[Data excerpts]
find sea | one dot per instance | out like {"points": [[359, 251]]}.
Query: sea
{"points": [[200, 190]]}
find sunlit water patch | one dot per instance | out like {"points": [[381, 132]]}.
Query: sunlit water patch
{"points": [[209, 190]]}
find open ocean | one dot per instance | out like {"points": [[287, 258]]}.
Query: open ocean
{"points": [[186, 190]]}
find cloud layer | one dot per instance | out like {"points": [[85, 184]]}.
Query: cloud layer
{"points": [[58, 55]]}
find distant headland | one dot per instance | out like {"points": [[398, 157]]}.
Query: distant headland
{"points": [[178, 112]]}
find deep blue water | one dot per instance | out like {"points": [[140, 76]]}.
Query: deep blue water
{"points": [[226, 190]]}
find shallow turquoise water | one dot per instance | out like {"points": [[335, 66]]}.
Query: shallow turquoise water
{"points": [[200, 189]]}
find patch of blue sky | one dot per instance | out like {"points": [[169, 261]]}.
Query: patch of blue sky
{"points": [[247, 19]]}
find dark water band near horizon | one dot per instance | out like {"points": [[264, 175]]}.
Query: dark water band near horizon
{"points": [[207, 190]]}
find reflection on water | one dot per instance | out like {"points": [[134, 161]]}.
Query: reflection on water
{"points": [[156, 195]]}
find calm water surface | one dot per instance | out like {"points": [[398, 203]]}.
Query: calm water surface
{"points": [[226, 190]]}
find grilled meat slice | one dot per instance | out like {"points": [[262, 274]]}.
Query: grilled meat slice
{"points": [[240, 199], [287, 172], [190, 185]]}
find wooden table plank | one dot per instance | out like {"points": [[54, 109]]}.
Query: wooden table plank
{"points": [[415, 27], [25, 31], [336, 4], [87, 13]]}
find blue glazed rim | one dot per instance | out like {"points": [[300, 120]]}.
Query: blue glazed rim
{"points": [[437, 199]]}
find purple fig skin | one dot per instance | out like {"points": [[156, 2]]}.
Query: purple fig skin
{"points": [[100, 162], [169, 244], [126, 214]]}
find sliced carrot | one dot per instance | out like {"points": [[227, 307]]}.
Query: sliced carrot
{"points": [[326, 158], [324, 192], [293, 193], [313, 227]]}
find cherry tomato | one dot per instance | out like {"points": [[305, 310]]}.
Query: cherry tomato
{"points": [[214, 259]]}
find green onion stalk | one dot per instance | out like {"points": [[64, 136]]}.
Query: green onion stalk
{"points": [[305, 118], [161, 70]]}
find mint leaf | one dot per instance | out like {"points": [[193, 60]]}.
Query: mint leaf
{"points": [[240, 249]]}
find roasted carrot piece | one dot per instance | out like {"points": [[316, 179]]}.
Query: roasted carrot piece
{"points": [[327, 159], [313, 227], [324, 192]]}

Exercise prompt: With no line skipped, copy the entries exactly as written.

Result:
find sea | one dot per instance | out like {"points": [[359, 251]]}.
Query: sea
{"points": [[200, 190]]}
find sunlit water patch | one dot per instance | out like {"points": [[381, 132]]}.
Query: sunlit water patch
{"points": [[209, 190]]}
find open ocean | one dot per instance | out like {"points": [[287, 258]]}.
Query: open ocean
{"points": [[186, 190]]}
find cloud layer | one dot per instance | out like {"points": [[85, 184]]}.
Query: cloud layer
{"points": [[58, 55]]}
find distant headland | one dot per instance | out like {"points": [[398, 157]]}.
Query: distant headland
{"points": [[178, 112]]}
find deep blue water | one dot per instance | out like {"points": [[140, 76]]}.
Query: deep blue water
{"points": [[226, 190]]}
find shallow turquoise water | one dot per instance | out like {"points": [[335, 66]]}.
Query: shallow turquoise water
{"points": [[200, 189]]}
find patch of blue sky | one dot per instance | out like {"points": [[169, 261]]}.
Query: patch of blue sky
{"points": [[247, 19]]}
find dark water band near horizon | one dot per instance | out like {"points": [[264, 175]]}.
Query: dark water band near horizon
{"points": [[207, 190]]}
find reflection on water | one dot per instance | out like {"points": [[134, 161]]}.
Query: reflection on water
{"points": [[156, 195]]}
find calm water surface | one dot per instance | out like {"points": [[398, 203]]}.
Query: calm water surface
{"points": [[226, 190]]}
find grilled meat slice | one dot per instance | out like {"points": [[262, 274]]}.
Query: grilled meat slice
{"points": [[240, 199], [287, 172], [190, 185]]}
find wooden table plank | one dot per instance | out like {"points": [[54, 109]]}.
Query: wooden table plank
{"points": [[415, 27], [25, 31], [336, 4], [87, 13]]}
find blue glazed rim | one dot per instance | out like {"points": [[300, 120]]}.
Query: blue glazed rim
{"points": [[437, 199]]}
find purple fig skin | one dot per instance | out like {"points": [[156, 2]]}.
Query: purple fig skin
{"points": [[100, 162], [169, 244], [126, 214]]}
find sliced carrot | one dot per instance | out like {"points": [[227, 307]]}.
Query: sliced carrot
{"points": [[326, 158], [324, 192], [293, 193], [313, 227]]}
find cherry tomato | one dot per instance | out like {"points": [[305, 310]]}.
Query: cherry tomato
{"points": [[214, 259]]}
find green onion stalk | one dot per instance | out like {"points": [[64, 136]]}.
Query: green onion stalk
{"points": [[305, 118], [161, 70]]}
find mint leaf | one dot per instance | out like {"points": [[193, 60]]}.
Query: mint leaf
{"points": [[240, 249]]}
find roasted carrot piece | one dot per instance | out like {"points": [[316, 179]]}.
Query: roasted carrot piece
{"points": [[327, 159], [313, 227], [324, 192]]}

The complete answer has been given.